▶ [READING TEXT]
The Go Set are ready and willing for two Auckland gigs tomorrow.

You'd think, wouldn't you, that singing about convicts, the Eureka Stockade and the Lucky Country in a twang that makes the word "fires" sound like "foires", would make you easy to distinguish as an Aussie.

Nope. Melbourne Celtic-punk band the Go Set are constantly being mistaken for Irish. But the
band's frontman Justin Keenan doesn't mind the confusion.

"We've been labelled a lot of things," he says, on holiday in Whangarei a few days before the band's Auckland gigs. "We get labelled colonial punk-rock - I don't know what any of that means really. But when it comes to New Zealand, a lot of what we say about Australia, you could literally change the place names. Indigenous issues to youth unemployment - the countries are really similar."

That could explain why the band are back again after less than six months. Last time it was to promote their debut album, Sing a Song of Revolution; this time it's for the follow-up, The Hungry Mile. The Auckland gigs tomorrow will open with Johnny Rotten McHaggis on Scottish small pipes before the rest of the band join in, backed by Irish dancers. In other words, it will be a theatrical affair, although Keenan would like to think you'll learn something more useful than how to do a jig.

"The aim is that people leave our gigs having felt an emotion and having their brains stimulated," he says. "So people who want to get drunk and listen to Top 40 are really the complete opposite people that we're trying to attract."

All this from a guy who writes songs about his forebears' working-class roots yet hadn't the slightest interest in history at school.

Now 31, Keenan, who is "three parts Irish, one part Scottish and quite Aussie" is an avid reader. Growing up in rural Victoria listening to his family's stories inspired him to hit the books and start writing about it.

His songs are vignettes passed down in true folk music tradition, and tinged with a leftie sentiment. That, he says, is what sets them apart from bands they admire, such as the Pogues, the Dropkick Murphys and Wedding Parties Anything.

Keenan, McHaggis and bandmates Mark Moran (bass), Ben Cuthbert (drums) and Andrew Baxter (guitar/mandolin) spent years in other bands before forming the Go Set in 2002.

▶ [EXERCISE AIM]
Please copy the article about the Go Set word for word, from beginning to end.

▶ [EXTRACTED RECORDS]
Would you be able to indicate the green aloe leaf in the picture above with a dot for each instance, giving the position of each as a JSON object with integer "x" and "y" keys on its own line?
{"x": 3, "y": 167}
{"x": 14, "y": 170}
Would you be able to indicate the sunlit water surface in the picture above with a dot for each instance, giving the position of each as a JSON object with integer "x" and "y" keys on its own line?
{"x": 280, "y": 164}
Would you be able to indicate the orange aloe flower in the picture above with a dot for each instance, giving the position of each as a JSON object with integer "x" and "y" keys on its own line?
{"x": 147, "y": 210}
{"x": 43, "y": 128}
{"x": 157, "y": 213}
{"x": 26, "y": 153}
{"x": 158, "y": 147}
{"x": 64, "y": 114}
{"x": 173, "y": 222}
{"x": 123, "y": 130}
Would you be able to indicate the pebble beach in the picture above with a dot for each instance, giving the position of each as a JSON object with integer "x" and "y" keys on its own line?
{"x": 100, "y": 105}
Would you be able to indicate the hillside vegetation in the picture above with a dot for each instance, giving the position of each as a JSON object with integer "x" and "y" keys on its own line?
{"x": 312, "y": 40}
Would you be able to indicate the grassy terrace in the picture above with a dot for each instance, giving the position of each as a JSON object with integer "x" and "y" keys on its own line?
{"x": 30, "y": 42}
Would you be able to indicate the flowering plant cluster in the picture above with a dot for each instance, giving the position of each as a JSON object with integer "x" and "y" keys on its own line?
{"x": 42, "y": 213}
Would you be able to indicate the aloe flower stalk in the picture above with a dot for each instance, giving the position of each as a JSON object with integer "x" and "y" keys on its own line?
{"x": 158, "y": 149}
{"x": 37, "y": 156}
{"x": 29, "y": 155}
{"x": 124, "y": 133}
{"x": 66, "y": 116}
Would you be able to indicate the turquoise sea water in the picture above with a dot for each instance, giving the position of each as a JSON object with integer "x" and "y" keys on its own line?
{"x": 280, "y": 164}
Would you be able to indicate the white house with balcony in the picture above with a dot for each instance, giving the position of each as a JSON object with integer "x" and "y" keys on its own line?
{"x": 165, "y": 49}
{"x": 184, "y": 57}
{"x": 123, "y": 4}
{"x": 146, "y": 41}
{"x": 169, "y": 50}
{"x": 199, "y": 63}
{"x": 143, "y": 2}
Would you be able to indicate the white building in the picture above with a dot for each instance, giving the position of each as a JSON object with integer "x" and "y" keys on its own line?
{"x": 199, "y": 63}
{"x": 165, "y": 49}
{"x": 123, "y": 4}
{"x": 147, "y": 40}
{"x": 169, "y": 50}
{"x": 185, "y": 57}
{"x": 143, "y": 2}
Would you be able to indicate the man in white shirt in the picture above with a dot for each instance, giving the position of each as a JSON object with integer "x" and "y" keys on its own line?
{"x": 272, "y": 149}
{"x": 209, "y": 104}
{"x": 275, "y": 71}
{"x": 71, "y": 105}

▶ [WRITTEN ANSWER]
The Go Set are ready and willing for two Auckland gigs tomorrow.

You'd think, wouldn't you, that singing about convicts, the Eureka Stockade and the Lucky Country in a twang that makes the word "fires" sound like "foires", would make you easy to distinguish as an Aussie.

Nope. Melbourne Celtic-punk band the Go Set are constantly being mistaken for Irish. But the
band's frontman Justin Keenan doesn't mind the confusion.

"We've been labelled a lot of things," he says, on holiday in Whangarei a few days before the band's Auckland gigs. "We get labelled colonial punk-rock - I don't know what any of that means really. But when it comes to New Zealand, a lot of what we say about Australia, you could literally change the place names. Indigenous issues to youth unemployment - the countries are really similar."

That could explain why the band are back again after less than six months. Last time it was to promote their debut album, Sing a Song of Revolution; this time it's for the follow-up, The Hungry Mile. The Auckland gigs tomorrow will open with Johnny Rotten McHaggis on Scottish small pipes before the rest of the band join in, backed by Irish dancers. In other words, it will be a theatrical affair, although Keenan would like to think you'll learn something more useful than how to do a jig.

"The aim is that people leave our gigs having felt an emotion and having their brains stimulated," he says. "So people who want to get drunk and listen to Top 40 are really the complete opposite people that we're trying to attract."

All this from a guy who writes songs about his forebears' working-class roots yet hadn't the slightest interest in history at school.

Now 31, Keenan, who is "three parts Irish, one part Scottish and quite Aussie" is an avid reader. Growing up in rural Victoria listening to his family's stories inspired him to hit the books and start writing about it.

His songs are vignettes passed down in true folk music tradition, and tinged with a leftie sentiment. That, he says, is what sets them apart from bands they admire, such as the Pogues, the Dropkick Murphys and Wedding Parties Anything.

Keenan, McHaggis and bandmates Mark Moran (bass), Ben Cuthbert (drums) and Andrew Baxter (guitar/mandolin) spent years in other bands before forming the Go Set in 2002.